What the task asks: Please copy out every row below word for word, leaving out the pictures.

+===+

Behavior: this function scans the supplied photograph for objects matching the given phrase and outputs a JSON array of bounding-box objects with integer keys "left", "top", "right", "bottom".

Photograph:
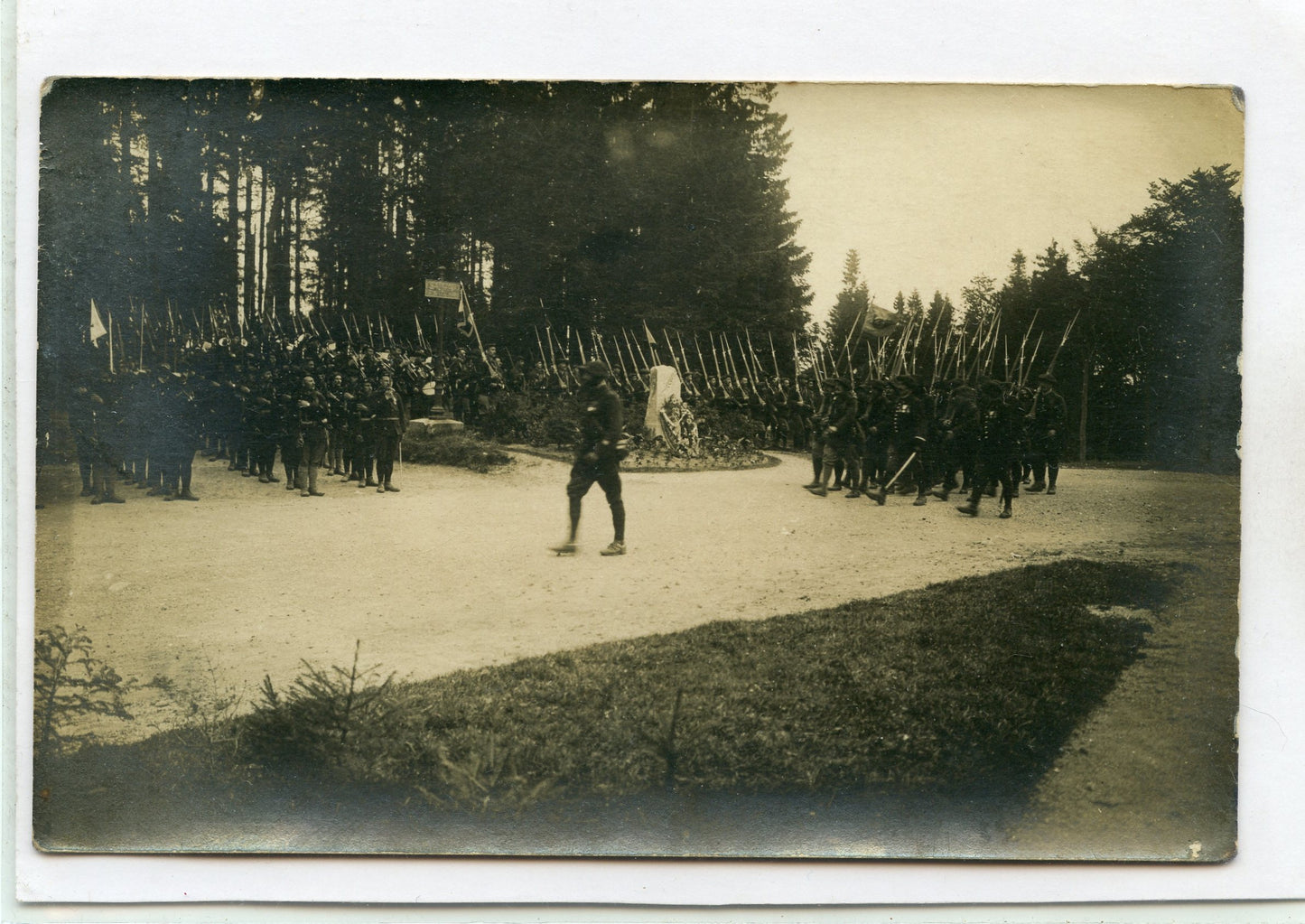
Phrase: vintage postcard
[
  {"left": 14, "top": 0, "right": 1305, "bottom": 920},
  {"left": 30, "top": 77, "right": 1244, "bottom": 863}
]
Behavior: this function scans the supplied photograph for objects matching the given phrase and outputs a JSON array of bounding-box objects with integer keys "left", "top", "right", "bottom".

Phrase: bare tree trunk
[
  {"left": 227, "top": 138, "right": 240, "bottom": 321},
  {"left": 1078, "top": 350, "right": 1092, "bottom": 463},
  {"left": 290, "top": 196, "right": 304, "bottom": 313},
  {"left": 241, "top": 166, "right": 257, "bottom": 321},
  {"left": 258, "top": 167, "right": 267, "bottom": 323}
]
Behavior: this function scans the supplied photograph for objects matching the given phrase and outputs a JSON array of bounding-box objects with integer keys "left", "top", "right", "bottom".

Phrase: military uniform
[
  {"left": 1029, "top": 372, "right": 1068, "bottom": 495},
  {"left": 555, "top": 360, "right": 625, "bottom": 555},
  {"left": 956, "top": 381, "right": 1020, "bottom": 519}
]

+===+

Worked solution:
Behavior: this function scans the supplied photograph for objects matching the given phrase and outputs a JSON array of bounding-box objects with integer keys "left", "top", "right", "bottom".

Photograph:
Phrase: vintage postcard
[
  {"left": 14, "top": 0, "right": 1305, "bottom": 920},
  {"left": 30, "top": 77, "right": 1244, "bottom": 863}
]
Behavior: this function scans the supplied photograph for objects matching the given phrase and outputs a JSON array of bounding-box objects with integer keys "left", "top", "right", "bottom".

Phrase: bare tree trunk
[
  {"left": 227, "top": 138, "right": 240, "bottom": 321},
  {"left": 1078, "top": 350, "right": 1092, "bottom": 463},
  {"left": 290, "top": 196, "right": 304, "bottom": 313},
  {"left": 241, "top": 166, "right": 257, "bottom": 321},
  {"left": 258, "top": 167, "right": 267, "bottom": 323}
]
Behavior: this function scans the supplied photograph for objects matching the given phrase and outputs a JSON array of bounding-box objects with integer keys "left", "top", "right", "bottom".

Phrase: military uniform
[
  {"left": 1029, "top": 372, "right": 1068, "bottom": 495},
  {"left": 555, "top": 360, "right": 625, "bottom": 555},
  {"left": 956, "top": 381, "right": 1020, "bottom": 519}
]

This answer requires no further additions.